> _Supplied records_:

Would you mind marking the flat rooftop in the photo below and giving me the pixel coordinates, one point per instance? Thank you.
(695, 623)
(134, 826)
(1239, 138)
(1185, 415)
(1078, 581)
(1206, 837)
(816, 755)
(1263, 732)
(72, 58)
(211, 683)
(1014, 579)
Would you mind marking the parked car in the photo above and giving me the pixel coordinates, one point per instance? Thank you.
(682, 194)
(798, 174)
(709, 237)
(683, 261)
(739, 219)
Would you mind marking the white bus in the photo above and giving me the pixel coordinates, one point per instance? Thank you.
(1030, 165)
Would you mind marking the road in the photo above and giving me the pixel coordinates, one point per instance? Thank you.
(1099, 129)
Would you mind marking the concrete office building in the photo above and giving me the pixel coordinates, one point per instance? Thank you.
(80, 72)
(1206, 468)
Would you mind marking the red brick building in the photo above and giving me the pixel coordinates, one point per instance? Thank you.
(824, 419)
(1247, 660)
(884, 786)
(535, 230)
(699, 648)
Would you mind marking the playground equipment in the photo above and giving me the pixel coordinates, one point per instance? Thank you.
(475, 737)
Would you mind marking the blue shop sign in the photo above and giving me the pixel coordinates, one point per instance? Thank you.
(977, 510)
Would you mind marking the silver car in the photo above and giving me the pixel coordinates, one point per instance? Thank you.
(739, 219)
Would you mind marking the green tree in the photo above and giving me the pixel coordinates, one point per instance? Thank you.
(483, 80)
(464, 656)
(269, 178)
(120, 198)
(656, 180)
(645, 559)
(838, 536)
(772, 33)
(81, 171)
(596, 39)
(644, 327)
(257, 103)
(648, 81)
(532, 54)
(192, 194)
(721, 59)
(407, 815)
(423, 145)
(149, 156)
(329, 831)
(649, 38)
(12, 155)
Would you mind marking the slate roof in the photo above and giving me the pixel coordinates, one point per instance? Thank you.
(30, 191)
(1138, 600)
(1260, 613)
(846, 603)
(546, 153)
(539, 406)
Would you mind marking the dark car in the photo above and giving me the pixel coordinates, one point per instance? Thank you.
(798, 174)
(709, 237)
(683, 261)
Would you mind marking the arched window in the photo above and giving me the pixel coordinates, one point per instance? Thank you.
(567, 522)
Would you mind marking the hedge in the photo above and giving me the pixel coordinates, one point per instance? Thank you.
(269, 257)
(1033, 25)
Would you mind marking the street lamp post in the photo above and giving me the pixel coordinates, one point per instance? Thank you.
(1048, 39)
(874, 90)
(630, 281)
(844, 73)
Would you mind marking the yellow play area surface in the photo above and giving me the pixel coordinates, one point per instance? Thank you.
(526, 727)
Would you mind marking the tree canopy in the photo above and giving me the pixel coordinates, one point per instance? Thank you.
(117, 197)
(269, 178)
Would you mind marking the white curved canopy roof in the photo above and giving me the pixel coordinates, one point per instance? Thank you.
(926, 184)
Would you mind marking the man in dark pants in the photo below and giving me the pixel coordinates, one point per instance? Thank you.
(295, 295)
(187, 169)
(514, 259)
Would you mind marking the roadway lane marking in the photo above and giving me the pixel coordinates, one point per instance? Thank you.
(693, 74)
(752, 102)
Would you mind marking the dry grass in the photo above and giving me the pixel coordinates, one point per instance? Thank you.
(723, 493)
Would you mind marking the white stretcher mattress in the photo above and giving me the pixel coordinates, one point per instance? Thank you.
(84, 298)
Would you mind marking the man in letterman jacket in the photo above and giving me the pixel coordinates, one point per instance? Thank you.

> _Work item_: Print all the records exactly as written.

> _The answer_:
Would you mind marking the flat rooftop in the photo below and giving me the pixel coordinates, one point per instance? Thank you.
(695, 623)
(134, 826)
(1239, 138)
(1185, 415)
(1078, 581)
(1206, 837)
(816, 755)
(1263, 732)
(72, 58)
(211, 683)
(1014, 579)
Would you mind marking the parked car in the photo above and giving me the pixel coordinates, one point per instance? Thank you.
(682, 194)
(798, 174)
(709, 237)
(683, 261)
(739, 219)
Would you mind marking the white bus in the photo above and giving me the pixel coordinates, one point per instance? Thank you.
(1030, 165)
Would you mind marking the road in the photo above and giving me the pixel coordinates, one point per instance? Thank you.
(1099, 129)
Would you mind marking the concrete office building in the photo above and giving me the pixel coordinates, one point per instance? Thank you.
(80, 72)
(1206, 468)
Would you mind marking the red brick building in the photo above and giving me the pixel coordinates, one point per instance? Thank you.
(824, 419)
(1247, 660)
(884, 786)
(535, 230)
(699, 648)
Would you mind marking the playground equipment in the photo above and giving me the pixel coordinates, one point per instance? Thank you.
(475, 737)
Would you mind marking the blue shop sign in the photo above and giving me the pixel coordinates, one point per instance? Thank you.
(977, 510)
Would you mind marking the silver car in the photo above and giving me the pixel coordinates, one point per instance? Thank you.
(739, 219)
Would you mind marking the green tree in the photo above and giving me the pixel coordinates, one point per instance? Thank you.
(483, 80)
(464, 656)
(269, 178)
(120, 198)
(656, 180)
(645, 559)
(838, 536)
(772, 33)
(81, 171)
(596, 39)
(644, 327)
(257, 103)
(648, 81)
(532, 54)
(192, 194)
(721, 59)
(407, 815)
(423, 145)
(149, 156)
(329, 831)
(649, 38)
(12, 155)
Would you mind marking the slate roof in the photo above and giving me the pixel coordinates, one point per instance? Thank you.
(30, 191)
(1138, 600)
(1260, 613)
(846, 603)
(546, 153)
(539, 406)
Would you mind marking the dark car in the photo above and giving me the pixel coordinates, one point per instance? Thank you.
(798, 174)
(709, 237)
(683, 261)
Would you mind marking the arched window in the photo above and giving me the pixel coordinates, one point per instance? Thank you.
(567, 522)
Would you mind marking the hedge in the photo above and giving me the pixel coordinates, one point per instance? Thank you.
(269, 257)
(1033, 25)
Would you mind marking the street lamp post in the photo above and giving me the pixel coordinates, one point per instance? Thank you.
(1048, 39)
(874, 90)
(630, 281)
(844, 73)
Would you mind marking the yellow play area surface in the photo above and giving me the pixel coordinates, one point per instance? Thank you.
(526, 727)
Would you mind marking the tree canopy in the photo above and giving me the pixel coordinates, one point per instance? Thank you.
(117, 197)
(269, 178)
Would you mind marking the white curved canopy roof in the photo above and giving me the pixel coordinates, one point per instance? Thank you.
(926, 184)
Would you mind marking the man in dark pants in the photo below and giving me the pixel coordinates, one point per instance? Thank you.
(295, 295)
(187, 169)
(514, 259)
Would you mind marking the roadway lane marking in the photo above and giving me the pixel coordinates, one point per instance? Thank you.
(693, 74)
(752, 102)
Would you mind marking the dry grass in the photo above and giving me the pixel coordinates, one point per instance? Thank you.
(723, 493)
Would you mind marking the white stretcher mattress in the photo above and giving me the pixel coordinates, one point per instance? Thank you.
(84, 298)
Would you mind marking the man in letterman jacket in the photo above and giving me the pixel coordinates, one point per instance? Thank you.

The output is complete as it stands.